EXTRACT TO READ =>
* Start *

Post by Nvision » Tue Jun 18, 2013 5:20 pm

PirateLawyer wrote:This is where the rationale about imposing severe supplementary penalties falls apart for me. Let's say Investigator John Smith sees a Deep One. He's disgusted, fails his SAN check, and loses 1d6 sanity. Later, he finds a Deep One hybrid. Oh no! There are more of them, and these are partially human. He fumbles his SAN check. The Malleus Monstorum gives a range of penalties (d4 or d6), but by your method he loses, what, d6+3? 2d6? Automatic temporary insanity? Or as Keeper you get to hold the Sword of Damocles over your players' heads and not impose an additional penalty? This all seems pretty arbitrary to me. I prefer to stick to the rules and do my job as Keeper to convey the horror without the big stick of an artificial laugh track of horror if the player fails his SAN check with a 99 or 00.

* End *

PROBLEM SET =>
1 - According to the forum post, what range of penalties does the Malleus Monstorum give?
2 - Write out the forum post between "Post by Nvision" and "a 99 or 00.", inclusive.

DATA SHOWN =>
* Start *

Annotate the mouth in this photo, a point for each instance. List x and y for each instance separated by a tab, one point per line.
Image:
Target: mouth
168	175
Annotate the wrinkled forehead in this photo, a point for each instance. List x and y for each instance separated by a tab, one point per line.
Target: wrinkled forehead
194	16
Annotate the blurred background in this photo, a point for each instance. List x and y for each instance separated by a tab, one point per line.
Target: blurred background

* End *

RESPONSE LIST =>
1 - A d4 or d6 penalty.

2 -
Post by Nvision » Tue Jun 18, 2013 5:20 pm

PirateLawyer wrote:This is where the rationale about imposing severe supplementary penalties falls apart for me. Let's say Investigator John Smith sees a Deep One. He's disgusted, fails his SAN check, and loses 1d6 sanity. Later, he finds a Deep One hybrid. Oh no! There are more of them, and these are partially human. He fumbles his SAN check. The Malleus Monstorum gives a range of penalties (d4 or d6), but by your method he loses, what, d6+3? 2d6? Automatic temporary insanity? Or as Keeper you get to hold the Sword of Damocles over your players' heads and not impose an additional penalty? This all seems pretty arbitrary to me. I prefer to stick to the rules and do my job as Keeper to convey the horror without the big stick of an artificial laugh track of horror if the player fails his SAN check with a 99 or 00.